Assignment
Each record beneath this sentence is to be transcribed exactly as it reads.

□ □ □ □

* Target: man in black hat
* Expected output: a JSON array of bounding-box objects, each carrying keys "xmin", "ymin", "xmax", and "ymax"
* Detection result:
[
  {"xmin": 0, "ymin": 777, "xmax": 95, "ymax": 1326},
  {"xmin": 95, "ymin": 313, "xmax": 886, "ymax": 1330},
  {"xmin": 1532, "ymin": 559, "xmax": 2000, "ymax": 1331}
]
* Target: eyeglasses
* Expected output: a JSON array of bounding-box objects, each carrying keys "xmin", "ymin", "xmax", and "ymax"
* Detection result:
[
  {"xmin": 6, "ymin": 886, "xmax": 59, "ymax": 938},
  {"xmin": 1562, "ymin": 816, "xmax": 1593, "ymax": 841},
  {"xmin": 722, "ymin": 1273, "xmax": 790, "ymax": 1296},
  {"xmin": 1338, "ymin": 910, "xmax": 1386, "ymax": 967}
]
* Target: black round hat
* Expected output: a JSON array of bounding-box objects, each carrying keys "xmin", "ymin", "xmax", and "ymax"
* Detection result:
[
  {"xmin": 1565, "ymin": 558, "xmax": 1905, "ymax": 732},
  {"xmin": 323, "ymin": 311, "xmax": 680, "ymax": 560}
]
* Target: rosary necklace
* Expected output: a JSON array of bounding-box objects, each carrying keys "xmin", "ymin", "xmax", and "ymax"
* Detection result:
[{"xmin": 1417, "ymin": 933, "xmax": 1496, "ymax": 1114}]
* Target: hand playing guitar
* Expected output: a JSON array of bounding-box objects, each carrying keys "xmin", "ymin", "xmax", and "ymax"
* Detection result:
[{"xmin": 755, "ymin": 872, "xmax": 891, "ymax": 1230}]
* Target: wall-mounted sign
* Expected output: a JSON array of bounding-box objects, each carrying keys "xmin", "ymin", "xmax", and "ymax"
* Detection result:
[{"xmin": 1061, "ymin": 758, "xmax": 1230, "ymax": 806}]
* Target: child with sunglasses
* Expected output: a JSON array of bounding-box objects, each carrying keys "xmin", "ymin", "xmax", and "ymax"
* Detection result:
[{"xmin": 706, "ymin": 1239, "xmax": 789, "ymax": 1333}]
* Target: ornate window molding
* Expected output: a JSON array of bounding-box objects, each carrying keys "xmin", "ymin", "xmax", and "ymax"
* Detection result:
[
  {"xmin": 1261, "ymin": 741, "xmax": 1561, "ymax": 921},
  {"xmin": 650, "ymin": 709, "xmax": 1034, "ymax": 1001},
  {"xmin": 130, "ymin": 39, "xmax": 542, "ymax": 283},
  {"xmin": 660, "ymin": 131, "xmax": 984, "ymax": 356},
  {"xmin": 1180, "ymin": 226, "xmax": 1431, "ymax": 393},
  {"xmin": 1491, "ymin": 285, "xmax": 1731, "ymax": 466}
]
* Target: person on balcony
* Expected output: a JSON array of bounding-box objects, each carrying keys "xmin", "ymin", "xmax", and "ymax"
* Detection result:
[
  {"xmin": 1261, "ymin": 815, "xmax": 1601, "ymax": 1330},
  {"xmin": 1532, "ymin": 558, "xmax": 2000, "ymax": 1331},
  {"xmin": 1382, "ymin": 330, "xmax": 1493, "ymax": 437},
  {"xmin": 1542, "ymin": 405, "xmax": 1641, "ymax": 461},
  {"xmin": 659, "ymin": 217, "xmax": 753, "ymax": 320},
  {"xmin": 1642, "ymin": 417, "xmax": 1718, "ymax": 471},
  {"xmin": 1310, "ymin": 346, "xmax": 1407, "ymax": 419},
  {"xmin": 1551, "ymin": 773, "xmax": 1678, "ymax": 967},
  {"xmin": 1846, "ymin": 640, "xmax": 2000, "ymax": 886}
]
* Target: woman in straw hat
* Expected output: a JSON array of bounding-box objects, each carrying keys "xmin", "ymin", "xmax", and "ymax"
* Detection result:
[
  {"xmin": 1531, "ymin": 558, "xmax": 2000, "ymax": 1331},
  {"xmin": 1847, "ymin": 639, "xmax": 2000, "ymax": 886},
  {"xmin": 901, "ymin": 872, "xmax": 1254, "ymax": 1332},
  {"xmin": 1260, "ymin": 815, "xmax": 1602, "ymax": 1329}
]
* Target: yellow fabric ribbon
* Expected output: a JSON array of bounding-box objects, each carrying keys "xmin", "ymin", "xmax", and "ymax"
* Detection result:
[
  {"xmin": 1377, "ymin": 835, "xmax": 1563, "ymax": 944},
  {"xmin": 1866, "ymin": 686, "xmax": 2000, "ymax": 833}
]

□ □ □ □

Output
* Target: man in black hat
* Expected output: a JSON array of bounding-box objects, each carrying keys "xmin", "ymin", "xmax", and "ymax"
* Detection result:
[
  {"xmin": 0, "ymin": 777, "xmax": 95, "ymax": 1326},
  {"xmin": 95, "ymin": 313, "xmax": 886, "ymax": 1330},
  {"xmin": 1532, "ymin": 559, "xmax": 2000, "ymax": 1331}
]
* Target: eyeglasses
* Expected output: a JSON array of bounding-box objects, each carrying keys "xmin", "ymin", "xmax", and "ymax"
* Detection result:
[
  {"xmin": 6, "ymin": 886, "xmax": 59, "ymax": 938},
  {"xmin": 1562, "ymin": 816, "xmax": 1593, "ymax": 841},
  {"xmin": 722, "ymin": 1273, "xmax": 790, "ymax": 1296},
  {"xmin": 1338, "ymin": 910, "xmax": 1386, "ymax": 967}
]
* Target: black round hat
* Expected output: a JSON array of bounding-box objects, each carrying keys "xmin", "ymin", "xmax", and "ymax"
* Detection result:
[
  {"xmin": 1565, "ymin": 558, "xmax": 1905, "ymax": 732},
  {"xmin": 323, "ymin": 311, "xmax": 680, "ymax": 560}
]
* Target: rosary necklace
* Expected output: a JSON array of bounding-box objects, each carrying keys "xmin", "ymin", "xmax", and "ymax"
* Detection result:
[{"xmin": 1417, "ymin": 933, "xmax": 1496, "ymax": 1114}]
* Target: hand playing guitar
* Expected output: a JSON array of bounding-box objects, each carrying keys "xmin", "ymin", "xmax", and "ymax"
* Detection result:
[{"xmin": 755, "ymin": 872, "xmax": 891, "ymax": 1230}]
* Target: wall-mounted sign
* Expected output: a JSON array of bounding-box objects, each carrying keys "xmin", "ymin", "xmax", and "ymax"
* Detection result:
[{"xmin": 1061, "ymin": 758, "xmax": 1230, "ymax": 806}]
* Target: child with sunglasses
* Expected output: a JSON array of bounding-box objects, each carrying keys "xmin", "ymin", "xmax", and "ymax"
* Detection result:
[{"xmin": 706, "ymin": 1239, "xmax": 789, "ymax": 1333}]
* Target: ornate window molding
* Expected output: a JSON array of bounding-box objects, each carrying keys "xmin", "ymin", "xmax", and "ymax"
* Detection result:
[
  {"xmin": 1261, "ymin": 741, "xmax": 1561, "ymax": 921},
  {"xmin": 650, "ymin": 709, "xmax": 1034, "ymax": 1001},
  {"xmin": 130, "ymin": 39, "xmax": 542, "ymax": 283},
  {"xmin": 660, "ymin": 131, "xmax": 984, "ymax": 356},
  {"xmin": 1180, "ymin": 226, "xmax": 1431, "ymax": 393},
  {"xmin": 1491, "ymin": 285, "xmax": 1731, "ymax": 466}
]
* Target: person on balcony
* Expected output: a JSON array of bounding-box objects, each carrying keys "xmin", "ymin", "xmax", and "ymax"
* Detection result:
[
  {"xmin": 1261, "ymin": 815, "xmax": 1601, "ymax": 1330},
  {"xmin": 1532, "ymin": 558, "xmax": 2000, "ymax": 1331},
  {"xmin": 1382, "ymin": 330, "xmax": 1493, "ymax": 437},
  {"xmin": 1542, "ymin": 405, "xmax": 1641, "ymax": 461},
  {"xmin": 659, "ymin": 217, "xmax": 753, "ymax": 320},
  {"xmin": 1642, "ymin": 417, "xmax": 1718, "ymax": 471},
  {"xmin": 1310, "ymin": 346, "xmax": 1407, "ymax": 419},
  {"xmin": 1551, "ymin": 773, "xmax": 1678, "ymax": 967},
  {"xmin": 1846, "ymin": 640, "xmax": 2000, "ymax": 886}
]
* Target: woman in straw hat
* Expected output: a JSON array of bounding-box objects, each carrying keys "xmin", "ymin", "xmax", and "ymax"
* Detection result:
[
  {"xmin": 1531, "ymin": 558, "xmax": 2000, "ymax": 1331},
  {"xmin": 1847, "ymin": 639, "xmax": 2000, "ymax": 886},
  {"xmin": 901, "ymin": 872, "xmax": 1254, "ymax": 1332},
  {"xmin": 1260, "ymin": 815, "xmax": 1602, "ymax": 1329}
]
* Target: yellow fabric ribbon
* Expected output: a JSON array of bounding-box objects, each carrying keys "xmin", "ymin", "xmax", and "ymax"
* Detection result:
[
  {"xmin": 1377, "ymin": 835, "xmax": 1563, "ymax": 944},
  {"xmin": 1866, "ymin": 686, "xmax": 2000, "ymax": 833}
]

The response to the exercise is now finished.